- [Written request]
Lay out the material below as a Markdown table with two columns, Number and Line, giving each line its own numbered row. Skip blank lines and leave the pictures out.

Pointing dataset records
===============
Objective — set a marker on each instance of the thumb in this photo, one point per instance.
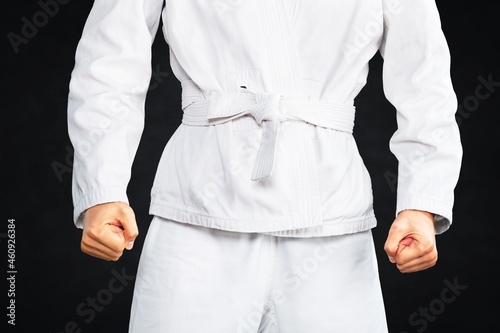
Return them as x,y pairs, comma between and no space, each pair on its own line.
396,238
130,230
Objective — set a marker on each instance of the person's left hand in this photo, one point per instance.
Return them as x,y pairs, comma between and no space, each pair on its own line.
411,243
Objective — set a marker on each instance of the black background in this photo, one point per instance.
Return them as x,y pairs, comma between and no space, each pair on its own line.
54,277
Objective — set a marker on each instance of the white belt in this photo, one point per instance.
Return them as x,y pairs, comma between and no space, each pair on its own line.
269,111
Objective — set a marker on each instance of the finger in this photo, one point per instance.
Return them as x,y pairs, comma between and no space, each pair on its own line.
96,249
392,243
419,265
130,229
415,251
108,236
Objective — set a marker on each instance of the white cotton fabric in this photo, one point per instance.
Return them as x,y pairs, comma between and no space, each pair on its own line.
244,159
192,279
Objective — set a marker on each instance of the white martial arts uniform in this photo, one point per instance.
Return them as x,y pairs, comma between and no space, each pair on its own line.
265,143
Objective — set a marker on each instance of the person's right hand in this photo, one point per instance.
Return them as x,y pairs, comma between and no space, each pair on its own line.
108,229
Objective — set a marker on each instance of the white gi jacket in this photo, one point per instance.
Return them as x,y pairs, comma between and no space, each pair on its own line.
265,143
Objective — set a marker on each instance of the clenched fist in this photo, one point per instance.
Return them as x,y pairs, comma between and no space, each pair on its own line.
108,229
411,243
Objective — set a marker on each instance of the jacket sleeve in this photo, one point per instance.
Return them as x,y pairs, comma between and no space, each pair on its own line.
106,98
417,81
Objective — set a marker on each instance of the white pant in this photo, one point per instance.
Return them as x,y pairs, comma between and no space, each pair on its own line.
193,279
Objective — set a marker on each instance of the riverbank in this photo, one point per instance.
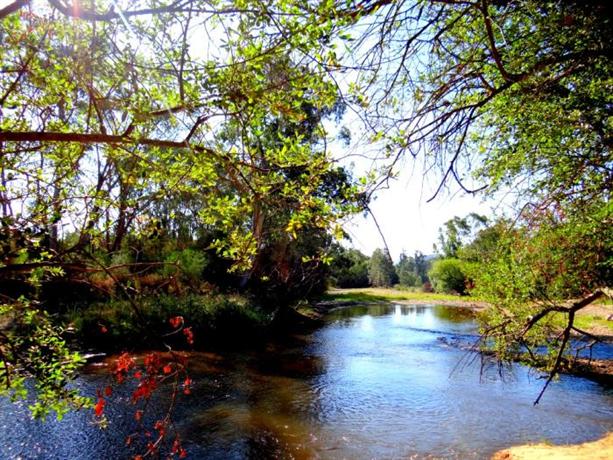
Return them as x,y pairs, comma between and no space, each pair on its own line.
593,319
590,320
601,449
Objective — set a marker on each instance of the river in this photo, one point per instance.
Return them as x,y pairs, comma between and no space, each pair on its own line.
381,381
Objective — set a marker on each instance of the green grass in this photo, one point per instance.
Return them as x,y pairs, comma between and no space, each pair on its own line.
389,294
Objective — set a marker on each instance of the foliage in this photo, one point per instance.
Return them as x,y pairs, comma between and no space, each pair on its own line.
39,348
412,270
448,276
456,233
509,95
348,268
214,318
116,129
188,262
381,272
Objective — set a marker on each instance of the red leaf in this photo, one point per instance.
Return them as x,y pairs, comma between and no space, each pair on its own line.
99,407
176,321
189,335
186,384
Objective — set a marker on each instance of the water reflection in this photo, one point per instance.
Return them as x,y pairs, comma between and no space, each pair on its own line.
375,382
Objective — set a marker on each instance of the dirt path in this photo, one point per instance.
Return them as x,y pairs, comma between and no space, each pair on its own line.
===============
- [Task result]
| Number | Line |
|---|---|
| 1 | Objective — set a marker on each instance of the thumb in this photo, one point per instance. |
| 2 | Return them as x,y pairs, comma between and no space, each pair on its own line. |
| 3 | 396,238 |
| 4 | 130,230 |
| 5 | Objective — set a marker on each instance of the person's left hand in this photo, one point per instance. |
| 6 | Return them as x,y pairs, comma between and no space, each pair on its own line. |
| 7 | 411,243 |
| 8 | Objective — set a marker on each instance of the black background in this photo, one point per instance. |
| 9 | Return them as x,y pairs, comma between and no space, each pair on its own line. |
| 10 | 54,277 |
| 11 | Objective — set a marker on each instance of the white belt in this photo, one point per instance. |
| 12 | Return them as x,y pairs, comma between and no space, each pair on its own line. |
| 13 | 269,111 |
| 14 | Objective — set a marker on each instance of the finger in this photo, one point per instance. |
| 15 | Return them as x,y pairs, comma between and no space, each pair on its own line. |
| 16 | 96,249 |
| 17 | 392,243 |
| 18 | 419,265 |
| 19 | 130,229 |
| 20 | 415,251 |
| 21 | 108,236 |
| 22 | Objective — set a marker on each instance of the white cotton fabric in this photo, one point per instance. |
| 23 | Return them as x,y pairs, comma between and no space, each pair on its own line. |
| 24 | 244,159 |
| 25 | 192,279 |
| 26 | Objective — set a marker on each instance of the white martial arts uniform in this photo, one point per instance. |
| 27 | Return them as x,y pairs, comma between and no space, each pair on its own line. |
| 28 | 265,143 |
| 29 | Objective — set a marker on each instance of the person's right hand in this photo, one point per instance. |
| 30 | Return them as x,y pairs, comma between and no space, each pair on its own line. |
| 31 | 108,229 |
| 32 | Objective — set a marker on each instance of the white gi jacket in this photo, one point per instance. |
| 33 | Return them as x,y pairs, comma between and no space, each pair on its own line. |
| 34 | 265,143 |
| 35 | Objective — set a marker on each instance of the clenched fist in this photo, one point per instance. |
| 36 | Return them as x,y pairs, comma between and no space, each pair on its own line. |
| 37 | 108,229 |
| 38 | 411,243 |
| 39 | Objective — set a marker on each instance of the jacket sleeve in this photo, one point per instance. |
| 40 | Return them as x,y pairs, comma between and no space, each pair on its own line. |
| 41 | 106,98 |
| 42 | 417,81 |
| 43 | Objective — set a marker on each instance of the white pant in this photo, one point per instance. |
| 44 | Return them as x,y pairs, comma between and no space, each pair on its own line. |
| 45 | 193,279 |
| 46 | Objective — set a marker on each instance of the riverbank in this photo, one point per instance. |
| 47 | Return them as x,y pairs, comma between and no space, each pair on its own line. |
| 48 | 593,319 |
| 49 | 590,320 |
| 50 | 601,449 |
| 51 | Objective — set a marker on each instance of the river in this photo, one point per instance. |
| 52 | Return them as x,y pairs, comma between and no space, each pair on its own line. |
| 53 | 381,381 |
| 54 | Objective — set a marker on each instance of the green grass in this photo, one point per instance. |
| 55 | Return them as x,y pairs, comma between and no space, each pair on its own line. |
| 56 | 389,294 |
| 57 | Objective — set a marker on each instance of the foliage in this photo, one point per instance. |
| 58 | Return them as x,y pairs, comma between and no space, each pair on its own line. |
| 59 | 39,348 |
| 60 | 412,270 |
| 61 | 448,276 |
| 62 | 456,233 |
| 63 | 509,95 |
| 64 | 348,268 |
| 65 | 214,318 |
| 66 | 116,129 |
| 67 | 188,262 |
| 68 | 381,272 |
| 69 | Objective — set a marker on each instance of the red leaf in this photo, one point per instance. |
| 70 | Return them as x,y pairs, comma between and no space, each pair on its own line. |
| 71 | 99,407 |
| 72 | 176,321 |
| 73 | 189,335 |
| 74 | 186,384 |
| 75 | Objective — set a marker on each instance of the water reflection in this photo, one point per instance. |
| 76 | Return them as x,y pairs, comma between and no space, each pair on its own line. |
| 77 | 375,382 |
| 78 | Objective — set a marker on each instance of the dirt path in this photo, one point per instance. |
| 79 | Return them as x,y pairs, comma between and no space, each pair on its own line. |